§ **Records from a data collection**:
--- Begin ---

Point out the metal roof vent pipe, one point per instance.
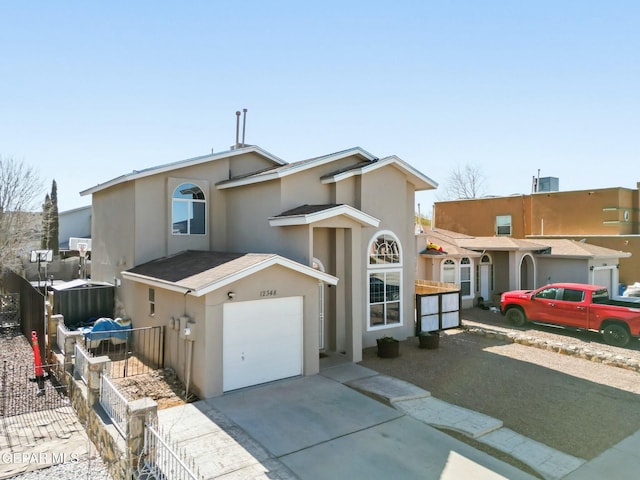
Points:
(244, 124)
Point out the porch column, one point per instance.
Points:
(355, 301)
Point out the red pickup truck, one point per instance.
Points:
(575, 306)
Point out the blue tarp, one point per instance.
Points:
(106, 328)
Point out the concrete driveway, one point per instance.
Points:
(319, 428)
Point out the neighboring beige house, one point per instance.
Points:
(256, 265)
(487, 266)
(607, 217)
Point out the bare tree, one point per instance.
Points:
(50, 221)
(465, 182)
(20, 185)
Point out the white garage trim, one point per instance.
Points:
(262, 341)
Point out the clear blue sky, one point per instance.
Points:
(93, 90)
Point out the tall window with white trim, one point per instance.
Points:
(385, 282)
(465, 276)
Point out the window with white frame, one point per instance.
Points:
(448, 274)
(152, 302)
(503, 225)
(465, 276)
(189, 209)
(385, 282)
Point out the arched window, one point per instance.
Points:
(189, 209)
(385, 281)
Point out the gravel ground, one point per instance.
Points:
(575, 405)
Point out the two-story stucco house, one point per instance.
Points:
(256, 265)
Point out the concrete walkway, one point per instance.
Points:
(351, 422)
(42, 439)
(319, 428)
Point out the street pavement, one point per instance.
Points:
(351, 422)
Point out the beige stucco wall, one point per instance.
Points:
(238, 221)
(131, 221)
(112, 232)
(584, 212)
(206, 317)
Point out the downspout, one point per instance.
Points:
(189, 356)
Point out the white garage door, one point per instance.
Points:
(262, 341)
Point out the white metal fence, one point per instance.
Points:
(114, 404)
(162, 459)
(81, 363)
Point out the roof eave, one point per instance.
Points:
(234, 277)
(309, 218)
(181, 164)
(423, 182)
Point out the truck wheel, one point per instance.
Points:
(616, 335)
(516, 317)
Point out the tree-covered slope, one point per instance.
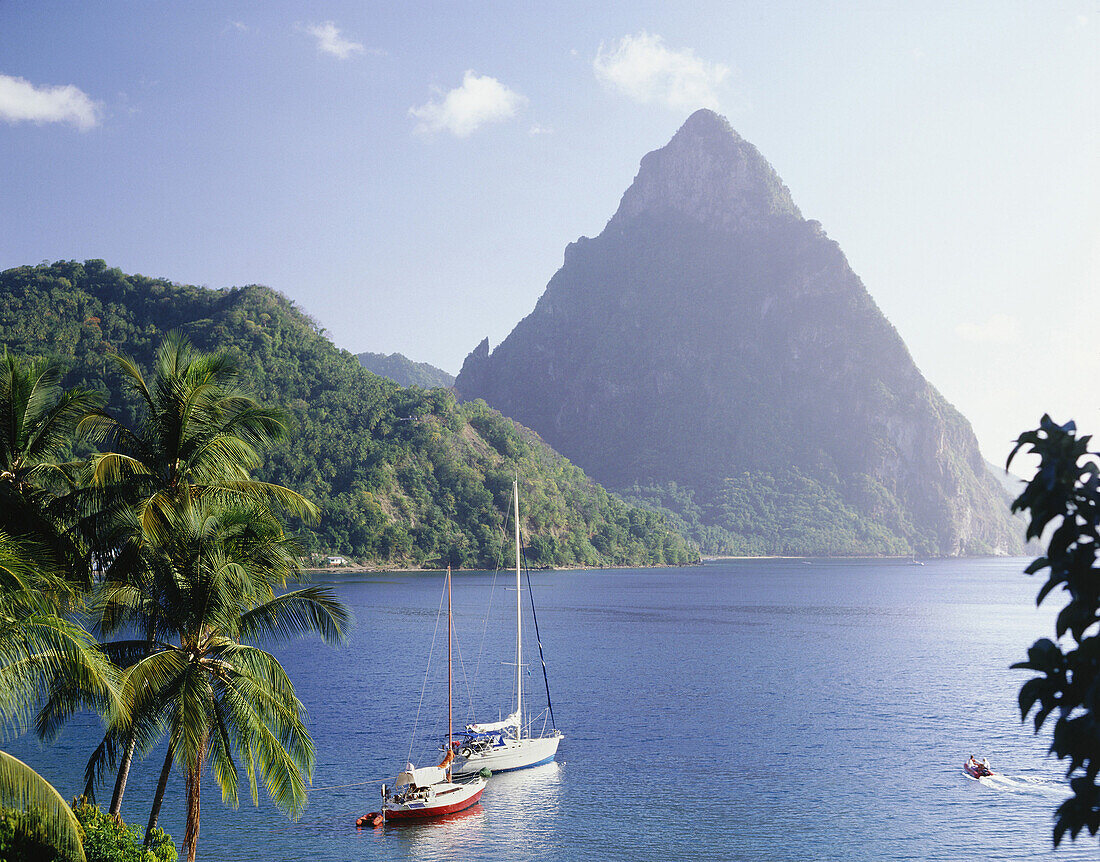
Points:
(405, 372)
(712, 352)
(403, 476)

--- End ---
--- Begin ---

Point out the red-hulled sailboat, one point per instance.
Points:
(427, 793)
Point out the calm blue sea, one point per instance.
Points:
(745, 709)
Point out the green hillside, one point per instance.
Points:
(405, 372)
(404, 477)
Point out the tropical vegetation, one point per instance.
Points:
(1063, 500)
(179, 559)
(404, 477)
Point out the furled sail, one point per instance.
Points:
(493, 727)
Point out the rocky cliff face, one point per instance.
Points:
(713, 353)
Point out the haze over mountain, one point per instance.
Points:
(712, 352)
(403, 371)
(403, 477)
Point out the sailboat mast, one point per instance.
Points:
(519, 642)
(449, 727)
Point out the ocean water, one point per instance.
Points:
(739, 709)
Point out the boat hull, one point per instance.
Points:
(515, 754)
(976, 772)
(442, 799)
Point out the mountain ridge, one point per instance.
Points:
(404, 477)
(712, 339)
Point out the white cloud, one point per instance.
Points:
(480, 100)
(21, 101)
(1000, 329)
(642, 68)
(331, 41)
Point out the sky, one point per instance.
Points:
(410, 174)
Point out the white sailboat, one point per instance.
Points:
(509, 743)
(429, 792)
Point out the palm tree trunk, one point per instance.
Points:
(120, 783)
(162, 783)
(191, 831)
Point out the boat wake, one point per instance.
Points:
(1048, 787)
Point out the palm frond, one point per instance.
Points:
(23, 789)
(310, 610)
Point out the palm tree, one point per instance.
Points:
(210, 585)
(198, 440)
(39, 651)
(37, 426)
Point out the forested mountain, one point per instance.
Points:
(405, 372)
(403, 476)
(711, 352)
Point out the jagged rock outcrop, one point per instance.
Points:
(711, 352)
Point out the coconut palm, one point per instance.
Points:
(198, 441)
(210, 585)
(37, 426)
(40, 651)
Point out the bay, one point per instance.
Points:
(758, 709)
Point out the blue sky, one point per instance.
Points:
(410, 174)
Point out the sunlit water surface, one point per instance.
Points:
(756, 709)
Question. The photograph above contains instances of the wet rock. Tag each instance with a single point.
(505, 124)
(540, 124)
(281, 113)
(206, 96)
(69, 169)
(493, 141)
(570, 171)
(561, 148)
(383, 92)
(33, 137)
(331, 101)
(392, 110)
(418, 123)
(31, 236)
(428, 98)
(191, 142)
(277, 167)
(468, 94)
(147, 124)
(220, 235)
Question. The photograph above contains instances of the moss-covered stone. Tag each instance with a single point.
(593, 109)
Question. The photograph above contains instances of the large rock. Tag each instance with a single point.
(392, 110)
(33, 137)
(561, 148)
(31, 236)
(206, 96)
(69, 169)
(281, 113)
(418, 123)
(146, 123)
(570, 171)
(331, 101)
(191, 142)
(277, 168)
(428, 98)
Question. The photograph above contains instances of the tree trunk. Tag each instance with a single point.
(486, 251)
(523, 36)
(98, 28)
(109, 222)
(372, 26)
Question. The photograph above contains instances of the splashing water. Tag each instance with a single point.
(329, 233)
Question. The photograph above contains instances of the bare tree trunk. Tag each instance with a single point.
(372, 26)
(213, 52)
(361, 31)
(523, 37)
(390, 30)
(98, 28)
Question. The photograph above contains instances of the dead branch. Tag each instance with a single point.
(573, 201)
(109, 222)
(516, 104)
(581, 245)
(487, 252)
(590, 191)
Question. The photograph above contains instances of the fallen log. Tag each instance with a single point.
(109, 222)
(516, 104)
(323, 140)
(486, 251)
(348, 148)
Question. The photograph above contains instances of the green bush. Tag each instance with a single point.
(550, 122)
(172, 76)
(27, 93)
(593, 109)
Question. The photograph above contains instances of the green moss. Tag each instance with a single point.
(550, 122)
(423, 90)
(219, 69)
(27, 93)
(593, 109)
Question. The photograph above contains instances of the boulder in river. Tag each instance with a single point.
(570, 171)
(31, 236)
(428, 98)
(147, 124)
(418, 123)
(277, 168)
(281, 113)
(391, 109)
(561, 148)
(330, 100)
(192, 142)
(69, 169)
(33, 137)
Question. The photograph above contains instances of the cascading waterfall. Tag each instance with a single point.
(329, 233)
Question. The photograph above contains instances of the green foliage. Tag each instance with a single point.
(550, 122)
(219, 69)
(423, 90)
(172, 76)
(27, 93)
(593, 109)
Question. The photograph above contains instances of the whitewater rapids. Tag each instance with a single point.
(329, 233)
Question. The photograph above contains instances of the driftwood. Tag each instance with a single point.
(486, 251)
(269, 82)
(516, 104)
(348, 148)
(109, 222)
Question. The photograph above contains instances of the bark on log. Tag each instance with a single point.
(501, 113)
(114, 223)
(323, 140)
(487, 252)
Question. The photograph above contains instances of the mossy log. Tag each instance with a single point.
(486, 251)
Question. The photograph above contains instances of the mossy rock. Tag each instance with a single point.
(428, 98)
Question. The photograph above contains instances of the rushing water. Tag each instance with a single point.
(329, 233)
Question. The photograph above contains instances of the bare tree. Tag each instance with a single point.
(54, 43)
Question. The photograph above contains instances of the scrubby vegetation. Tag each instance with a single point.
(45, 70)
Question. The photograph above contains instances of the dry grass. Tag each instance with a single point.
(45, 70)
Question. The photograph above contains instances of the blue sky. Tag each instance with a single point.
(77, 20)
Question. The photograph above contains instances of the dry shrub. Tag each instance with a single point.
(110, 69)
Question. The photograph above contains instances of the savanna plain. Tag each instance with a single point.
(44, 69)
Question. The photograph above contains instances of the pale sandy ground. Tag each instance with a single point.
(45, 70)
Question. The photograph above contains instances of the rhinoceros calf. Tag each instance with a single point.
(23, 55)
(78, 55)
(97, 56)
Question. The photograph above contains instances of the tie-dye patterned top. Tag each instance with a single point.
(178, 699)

--- End ---

Please gather every line of the material above that contains the word "concrete" and copy each one out in full.

§ **TASK RESPONSE**:
Point out the concrete driveway, one point per instance.
Point out the concrete walkway, one point per instance.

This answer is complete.